> Do this
Copy out the listing below word for word, omitting the pictures.

□ □ □

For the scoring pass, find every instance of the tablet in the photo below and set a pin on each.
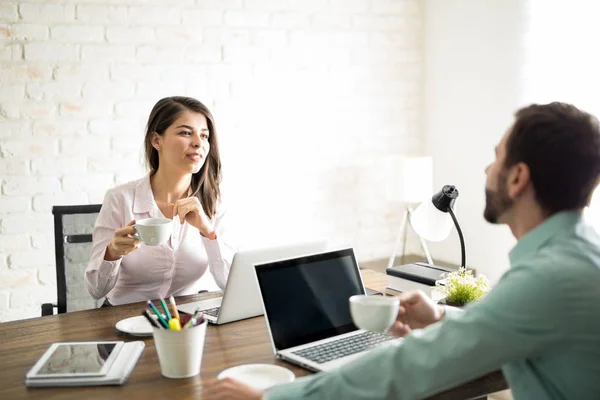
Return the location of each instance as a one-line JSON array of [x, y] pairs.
[[76, 359]]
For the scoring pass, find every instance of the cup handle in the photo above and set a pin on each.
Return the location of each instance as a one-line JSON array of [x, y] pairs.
[[135, 235]]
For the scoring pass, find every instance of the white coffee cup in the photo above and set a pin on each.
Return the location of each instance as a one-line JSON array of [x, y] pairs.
[[374, 313], [153, 231], [180, 352]]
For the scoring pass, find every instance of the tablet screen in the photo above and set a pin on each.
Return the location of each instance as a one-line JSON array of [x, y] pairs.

□ □ □

> Finished exercise
For the scoring pass, find every instance of the tablet in the photo below and set a pin on each.
Return the location of each instance as a one-line JSON array of [x, y] pairs.
[[76, 359]]
For the scoring pass, find every instance of the cup handle in the photo above and set a pin on each.
Return the location of each instance as a one-line JSON array of [x, y] pairs.
[[135, 235]]
For the scoring pass, find every instance of the white coffee cup in the photo above and set a pin on each.
Return the location of each instance as a one-line JSON array of [x, y] pairs.
[[374, 313], [153, 231], [180, 352]]
For the scoring pass, find every instance of the tablet screen in the photo above and set a pin on each.
Return the location of each instance as a one-line JSON array of [x, y] pairs.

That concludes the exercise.